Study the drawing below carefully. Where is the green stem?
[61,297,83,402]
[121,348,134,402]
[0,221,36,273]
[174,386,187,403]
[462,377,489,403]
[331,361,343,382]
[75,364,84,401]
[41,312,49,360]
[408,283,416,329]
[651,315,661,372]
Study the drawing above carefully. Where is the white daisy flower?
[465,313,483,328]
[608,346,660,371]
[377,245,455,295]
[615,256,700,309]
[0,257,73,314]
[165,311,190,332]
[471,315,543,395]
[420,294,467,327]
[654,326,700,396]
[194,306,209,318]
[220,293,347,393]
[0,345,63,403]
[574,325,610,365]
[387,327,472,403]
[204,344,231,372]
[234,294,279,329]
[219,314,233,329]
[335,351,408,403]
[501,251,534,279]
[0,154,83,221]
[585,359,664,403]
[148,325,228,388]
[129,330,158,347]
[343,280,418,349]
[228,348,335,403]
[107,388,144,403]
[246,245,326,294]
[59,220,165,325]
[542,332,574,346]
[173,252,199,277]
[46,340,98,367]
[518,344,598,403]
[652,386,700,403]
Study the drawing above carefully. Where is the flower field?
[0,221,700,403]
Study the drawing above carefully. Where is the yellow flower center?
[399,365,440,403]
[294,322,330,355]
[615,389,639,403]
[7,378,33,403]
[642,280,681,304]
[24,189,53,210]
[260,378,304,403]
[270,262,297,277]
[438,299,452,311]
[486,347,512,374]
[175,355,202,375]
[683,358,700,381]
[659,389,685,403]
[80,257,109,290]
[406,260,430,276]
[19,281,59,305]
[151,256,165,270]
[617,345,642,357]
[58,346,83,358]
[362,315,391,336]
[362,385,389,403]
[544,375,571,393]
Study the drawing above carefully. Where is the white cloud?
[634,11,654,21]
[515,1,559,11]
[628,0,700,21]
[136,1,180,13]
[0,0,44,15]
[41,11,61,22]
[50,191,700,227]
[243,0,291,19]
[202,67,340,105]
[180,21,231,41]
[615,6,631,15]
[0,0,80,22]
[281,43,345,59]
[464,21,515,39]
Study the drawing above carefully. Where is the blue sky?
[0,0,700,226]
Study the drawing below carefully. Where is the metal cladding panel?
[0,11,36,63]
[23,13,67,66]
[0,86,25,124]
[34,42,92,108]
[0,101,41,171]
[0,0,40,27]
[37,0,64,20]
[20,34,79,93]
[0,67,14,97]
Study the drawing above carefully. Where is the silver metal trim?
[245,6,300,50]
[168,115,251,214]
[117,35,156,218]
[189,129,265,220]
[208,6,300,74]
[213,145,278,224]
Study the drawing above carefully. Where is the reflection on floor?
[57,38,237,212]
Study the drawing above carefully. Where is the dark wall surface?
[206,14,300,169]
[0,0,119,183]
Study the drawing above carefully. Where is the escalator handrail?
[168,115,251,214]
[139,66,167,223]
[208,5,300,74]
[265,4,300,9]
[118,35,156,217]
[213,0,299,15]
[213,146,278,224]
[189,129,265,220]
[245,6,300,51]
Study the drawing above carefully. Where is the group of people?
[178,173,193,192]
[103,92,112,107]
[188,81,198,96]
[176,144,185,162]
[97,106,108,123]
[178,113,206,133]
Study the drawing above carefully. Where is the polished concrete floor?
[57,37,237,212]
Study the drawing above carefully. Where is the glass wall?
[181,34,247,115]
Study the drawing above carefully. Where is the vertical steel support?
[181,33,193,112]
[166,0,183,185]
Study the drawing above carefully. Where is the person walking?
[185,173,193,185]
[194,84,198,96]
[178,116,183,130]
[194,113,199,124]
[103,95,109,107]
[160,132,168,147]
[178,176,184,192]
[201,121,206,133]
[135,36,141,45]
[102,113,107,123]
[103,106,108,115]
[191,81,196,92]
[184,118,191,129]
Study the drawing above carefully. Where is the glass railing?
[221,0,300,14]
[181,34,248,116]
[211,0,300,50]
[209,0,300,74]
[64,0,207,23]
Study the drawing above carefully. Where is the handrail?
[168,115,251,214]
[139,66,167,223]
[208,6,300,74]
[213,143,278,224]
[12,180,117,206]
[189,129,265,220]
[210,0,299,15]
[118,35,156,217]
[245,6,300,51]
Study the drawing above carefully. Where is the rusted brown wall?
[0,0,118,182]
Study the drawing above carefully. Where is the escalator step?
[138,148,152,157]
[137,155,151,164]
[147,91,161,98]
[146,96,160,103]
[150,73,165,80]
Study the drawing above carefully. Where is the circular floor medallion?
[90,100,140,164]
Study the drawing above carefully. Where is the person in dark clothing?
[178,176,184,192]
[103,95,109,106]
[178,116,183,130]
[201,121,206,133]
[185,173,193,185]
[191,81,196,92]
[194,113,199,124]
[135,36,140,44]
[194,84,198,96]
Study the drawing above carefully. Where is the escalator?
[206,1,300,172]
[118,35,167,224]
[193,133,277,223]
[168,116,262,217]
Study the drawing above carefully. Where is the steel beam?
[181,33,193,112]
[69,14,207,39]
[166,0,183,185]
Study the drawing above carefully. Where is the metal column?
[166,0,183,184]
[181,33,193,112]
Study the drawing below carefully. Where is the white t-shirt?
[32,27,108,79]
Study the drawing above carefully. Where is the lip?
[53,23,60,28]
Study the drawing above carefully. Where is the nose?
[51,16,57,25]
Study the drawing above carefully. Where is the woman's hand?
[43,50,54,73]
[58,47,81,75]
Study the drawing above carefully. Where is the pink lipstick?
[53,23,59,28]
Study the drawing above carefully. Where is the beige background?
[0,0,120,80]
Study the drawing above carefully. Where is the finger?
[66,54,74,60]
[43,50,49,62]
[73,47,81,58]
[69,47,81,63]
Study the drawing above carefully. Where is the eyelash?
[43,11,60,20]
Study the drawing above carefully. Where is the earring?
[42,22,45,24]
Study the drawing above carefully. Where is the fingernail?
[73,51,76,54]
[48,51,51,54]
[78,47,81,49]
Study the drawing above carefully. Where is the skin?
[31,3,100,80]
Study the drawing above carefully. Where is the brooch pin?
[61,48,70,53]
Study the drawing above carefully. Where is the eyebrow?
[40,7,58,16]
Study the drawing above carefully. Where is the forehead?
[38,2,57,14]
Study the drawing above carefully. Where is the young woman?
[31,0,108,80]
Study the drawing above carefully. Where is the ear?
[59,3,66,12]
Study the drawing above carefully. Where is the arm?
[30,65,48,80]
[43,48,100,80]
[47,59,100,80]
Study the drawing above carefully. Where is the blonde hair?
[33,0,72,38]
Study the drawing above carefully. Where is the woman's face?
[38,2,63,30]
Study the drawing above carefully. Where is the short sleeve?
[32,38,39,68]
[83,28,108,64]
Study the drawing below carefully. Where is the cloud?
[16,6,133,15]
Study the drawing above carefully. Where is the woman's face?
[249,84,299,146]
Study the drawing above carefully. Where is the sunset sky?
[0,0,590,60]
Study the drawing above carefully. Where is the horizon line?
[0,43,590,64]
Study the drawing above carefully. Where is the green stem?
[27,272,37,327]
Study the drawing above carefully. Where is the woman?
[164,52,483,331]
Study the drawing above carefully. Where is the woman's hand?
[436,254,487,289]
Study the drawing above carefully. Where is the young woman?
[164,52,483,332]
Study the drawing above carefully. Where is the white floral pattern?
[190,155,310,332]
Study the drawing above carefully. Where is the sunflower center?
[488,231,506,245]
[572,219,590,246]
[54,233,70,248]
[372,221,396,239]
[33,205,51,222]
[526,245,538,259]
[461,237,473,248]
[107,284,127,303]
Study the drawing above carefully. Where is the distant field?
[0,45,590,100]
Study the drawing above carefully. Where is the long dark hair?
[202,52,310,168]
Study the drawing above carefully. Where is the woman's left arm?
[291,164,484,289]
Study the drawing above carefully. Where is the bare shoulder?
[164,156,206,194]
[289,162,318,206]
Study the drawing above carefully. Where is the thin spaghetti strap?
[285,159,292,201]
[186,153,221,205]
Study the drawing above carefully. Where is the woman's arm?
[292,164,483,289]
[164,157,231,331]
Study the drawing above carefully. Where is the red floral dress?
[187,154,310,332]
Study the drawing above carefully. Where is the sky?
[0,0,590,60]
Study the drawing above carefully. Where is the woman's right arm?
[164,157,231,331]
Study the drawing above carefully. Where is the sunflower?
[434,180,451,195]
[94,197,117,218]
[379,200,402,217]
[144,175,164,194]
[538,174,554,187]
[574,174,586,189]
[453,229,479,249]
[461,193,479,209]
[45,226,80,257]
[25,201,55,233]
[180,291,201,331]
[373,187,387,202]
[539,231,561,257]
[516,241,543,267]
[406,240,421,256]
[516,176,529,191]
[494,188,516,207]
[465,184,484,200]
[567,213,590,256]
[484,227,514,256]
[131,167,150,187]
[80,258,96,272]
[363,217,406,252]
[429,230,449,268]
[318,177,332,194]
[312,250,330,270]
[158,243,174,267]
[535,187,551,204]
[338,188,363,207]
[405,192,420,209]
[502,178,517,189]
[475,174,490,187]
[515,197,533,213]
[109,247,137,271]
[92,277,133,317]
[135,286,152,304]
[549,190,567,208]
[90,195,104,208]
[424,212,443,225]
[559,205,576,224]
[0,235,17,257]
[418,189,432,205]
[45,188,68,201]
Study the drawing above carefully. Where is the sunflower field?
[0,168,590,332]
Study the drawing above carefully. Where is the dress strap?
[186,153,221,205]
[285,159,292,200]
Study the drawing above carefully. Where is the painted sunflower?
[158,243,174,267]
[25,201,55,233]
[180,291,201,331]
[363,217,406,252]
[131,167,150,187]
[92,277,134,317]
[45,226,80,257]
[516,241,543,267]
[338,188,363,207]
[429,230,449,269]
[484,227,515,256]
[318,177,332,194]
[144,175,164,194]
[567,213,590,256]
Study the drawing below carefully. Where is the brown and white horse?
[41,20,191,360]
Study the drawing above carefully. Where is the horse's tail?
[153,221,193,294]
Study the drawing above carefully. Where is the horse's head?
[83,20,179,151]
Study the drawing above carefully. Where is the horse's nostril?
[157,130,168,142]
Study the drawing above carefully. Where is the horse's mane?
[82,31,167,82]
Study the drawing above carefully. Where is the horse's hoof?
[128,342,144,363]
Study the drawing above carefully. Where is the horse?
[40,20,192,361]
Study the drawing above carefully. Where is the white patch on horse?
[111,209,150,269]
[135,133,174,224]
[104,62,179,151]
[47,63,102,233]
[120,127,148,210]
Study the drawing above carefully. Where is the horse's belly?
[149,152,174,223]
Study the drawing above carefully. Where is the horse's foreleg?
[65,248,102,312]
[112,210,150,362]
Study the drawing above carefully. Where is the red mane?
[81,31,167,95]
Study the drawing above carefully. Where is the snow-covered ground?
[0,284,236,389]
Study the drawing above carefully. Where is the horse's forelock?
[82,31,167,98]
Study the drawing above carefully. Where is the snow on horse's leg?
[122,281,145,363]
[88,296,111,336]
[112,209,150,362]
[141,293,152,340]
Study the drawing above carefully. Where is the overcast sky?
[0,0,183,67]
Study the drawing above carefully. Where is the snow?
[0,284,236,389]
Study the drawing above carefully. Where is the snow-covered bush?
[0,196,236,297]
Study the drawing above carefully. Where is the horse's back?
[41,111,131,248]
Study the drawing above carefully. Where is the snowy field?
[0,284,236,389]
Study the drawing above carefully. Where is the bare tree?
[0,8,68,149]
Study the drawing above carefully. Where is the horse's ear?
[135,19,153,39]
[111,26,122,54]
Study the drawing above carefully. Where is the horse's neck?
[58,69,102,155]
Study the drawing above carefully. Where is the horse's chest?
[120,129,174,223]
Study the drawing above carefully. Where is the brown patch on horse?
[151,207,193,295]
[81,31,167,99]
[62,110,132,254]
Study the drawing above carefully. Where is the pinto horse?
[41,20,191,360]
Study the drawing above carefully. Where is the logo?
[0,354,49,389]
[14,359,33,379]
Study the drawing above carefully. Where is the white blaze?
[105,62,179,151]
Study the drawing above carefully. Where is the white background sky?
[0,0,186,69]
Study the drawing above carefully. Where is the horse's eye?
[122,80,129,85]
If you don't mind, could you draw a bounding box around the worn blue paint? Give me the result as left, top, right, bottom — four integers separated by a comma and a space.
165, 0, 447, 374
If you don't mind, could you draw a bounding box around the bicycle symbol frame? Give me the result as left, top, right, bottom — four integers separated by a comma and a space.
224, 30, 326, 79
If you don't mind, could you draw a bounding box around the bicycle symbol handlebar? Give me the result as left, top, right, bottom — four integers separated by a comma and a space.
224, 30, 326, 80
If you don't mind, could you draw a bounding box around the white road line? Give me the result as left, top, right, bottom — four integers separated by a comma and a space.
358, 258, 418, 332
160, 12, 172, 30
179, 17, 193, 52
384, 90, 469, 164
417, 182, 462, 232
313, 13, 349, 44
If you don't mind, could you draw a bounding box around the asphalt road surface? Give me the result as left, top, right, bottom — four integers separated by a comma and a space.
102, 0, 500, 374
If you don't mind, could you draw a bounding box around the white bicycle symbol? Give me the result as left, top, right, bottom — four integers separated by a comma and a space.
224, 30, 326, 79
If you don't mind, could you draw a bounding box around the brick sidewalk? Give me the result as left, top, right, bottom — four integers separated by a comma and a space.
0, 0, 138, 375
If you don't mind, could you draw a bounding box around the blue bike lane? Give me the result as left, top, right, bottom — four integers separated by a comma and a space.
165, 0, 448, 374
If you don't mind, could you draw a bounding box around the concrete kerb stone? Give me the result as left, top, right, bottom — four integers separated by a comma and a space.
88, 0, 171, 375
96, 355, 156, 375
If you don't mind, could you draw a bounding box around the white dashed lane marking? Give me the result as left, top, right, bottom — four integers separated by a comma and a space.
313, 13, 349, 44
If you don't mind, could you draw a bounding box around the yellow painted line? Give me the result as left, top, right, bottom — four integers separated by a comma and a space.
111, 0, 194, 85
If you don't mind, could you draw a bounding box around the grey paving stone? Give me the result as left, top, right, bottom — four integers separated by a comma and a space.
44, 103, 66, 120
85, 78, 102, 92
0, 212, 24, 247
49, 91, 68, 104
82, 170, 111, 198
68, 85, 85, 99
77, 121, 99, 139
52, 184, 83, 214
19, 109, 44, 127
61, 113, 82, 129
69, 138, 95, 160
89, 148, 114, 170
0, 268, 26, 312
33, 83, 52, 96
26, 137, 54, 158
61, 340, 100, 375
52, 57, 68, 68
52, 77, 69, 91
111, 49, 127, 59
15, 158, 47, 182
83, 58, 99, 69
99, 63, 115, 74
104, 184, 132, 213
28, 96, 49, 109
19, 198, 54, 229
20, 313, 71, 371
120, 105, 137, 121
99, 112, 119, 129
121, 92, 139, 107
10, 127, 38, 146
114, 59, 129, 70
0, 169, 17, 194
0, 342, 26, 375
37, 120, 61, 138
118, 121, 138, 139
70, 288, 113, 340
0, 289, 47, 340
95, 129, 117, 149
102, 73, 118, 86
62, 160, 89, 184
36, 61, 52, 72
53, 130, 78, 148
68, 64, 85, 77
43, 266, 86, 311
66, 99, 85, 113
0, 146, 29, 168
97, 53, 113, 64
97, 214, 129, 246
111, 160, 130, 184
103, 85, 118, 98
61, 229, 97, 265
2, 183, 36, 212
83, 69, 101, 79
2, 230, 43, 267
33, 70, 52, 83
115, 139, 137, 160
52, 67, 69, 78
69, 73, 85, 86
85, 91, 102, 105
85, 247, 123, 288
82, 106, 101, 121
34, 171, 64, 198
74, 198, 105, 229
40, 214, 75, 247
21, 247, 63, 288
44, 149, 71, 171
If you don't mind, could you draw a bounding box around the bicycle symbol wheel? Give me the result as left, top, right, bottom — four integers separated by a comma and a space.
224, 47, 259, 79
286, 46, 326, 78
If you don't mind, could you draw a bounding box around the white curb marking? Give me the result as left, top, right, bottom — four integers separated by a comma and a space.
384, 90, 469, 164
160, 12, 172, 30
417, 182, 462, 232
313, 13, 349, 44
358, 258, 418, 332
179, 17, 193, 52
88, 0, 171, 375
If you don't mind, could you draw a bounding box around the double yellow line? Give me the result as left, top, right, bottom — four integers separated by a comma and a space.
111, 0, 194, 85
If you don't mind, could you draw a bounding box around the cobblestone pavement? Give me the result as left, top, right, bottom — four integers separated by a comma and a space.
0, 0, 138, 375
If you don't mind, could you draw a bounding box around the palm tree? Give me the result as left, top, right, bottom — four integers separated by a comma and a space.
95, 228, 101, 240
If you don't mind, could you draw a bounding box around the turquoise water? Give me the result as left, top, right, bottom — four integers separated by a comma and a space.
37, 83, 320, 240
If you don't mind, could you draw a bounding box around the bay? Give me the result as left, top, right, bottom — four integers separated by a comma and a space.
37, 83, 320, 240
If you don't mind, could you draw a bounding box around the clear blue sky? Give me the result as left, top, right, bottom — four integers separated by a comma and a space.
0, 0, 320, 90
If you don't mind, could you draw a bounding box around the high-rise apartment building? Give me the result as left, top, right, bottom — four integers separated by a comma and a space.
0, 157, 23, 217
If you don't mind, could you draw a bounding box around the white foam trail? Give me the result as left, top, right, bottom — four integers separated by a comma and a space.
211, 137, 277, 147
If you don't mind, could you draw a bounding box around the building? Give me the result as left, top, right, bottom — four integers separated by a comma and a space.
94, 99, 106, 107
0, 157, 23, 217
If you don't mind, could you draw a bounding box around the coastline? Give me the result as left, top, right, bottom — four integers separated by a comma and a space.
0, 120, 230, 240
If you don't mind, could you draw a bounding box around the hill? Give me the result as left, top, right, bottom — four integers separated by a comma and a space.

==*==

Exercise brief | Could you render the lines from the one holding "Study the drawing above carefully. Where is the white daisy" through the one holding "[173,252,199,277]", both included, as a JSON list of strings, one string per line with blank lines left out?

Result of this task |
[
  "Study the drawing above carefully. Where is the white daisy flower?",
  "[465,313,483,328]",
  "[608,346,660,371]",
  "[377,245,455,295]",
  "[615,256,700,309]",
  "[0,257,73,314]",
  "[165,311,190,332]",
  "[471,315,543,395]",
  "[420,294,467,327]",
  "[654,326,700,396]",
  "[194,306,209,318]",
  "[220,293,347,393]",
  "[0,345,63,403]",
  "[574,325,610,365]",
  "[387,327,472,403]",
  "[204,344,231,372]",
  "[234,294,279,329]",
  "[219,314,233,329]",
  "[335,351,408,403]",
  "[501,251,534,279]",
  "[0,154,83,221]",
  "[585,359,664,403]",
  "[148,325,228,388]",
  "[129,330,158,347]",
  "[343,280,418,349]",
  "[228,348,335,403]",
  "[107,388,144,403]",
  "[246,245,326,294]",
  "[59,220,165,325]",
  "[542,332,574,346]",
  "[173,252,199,277]"
]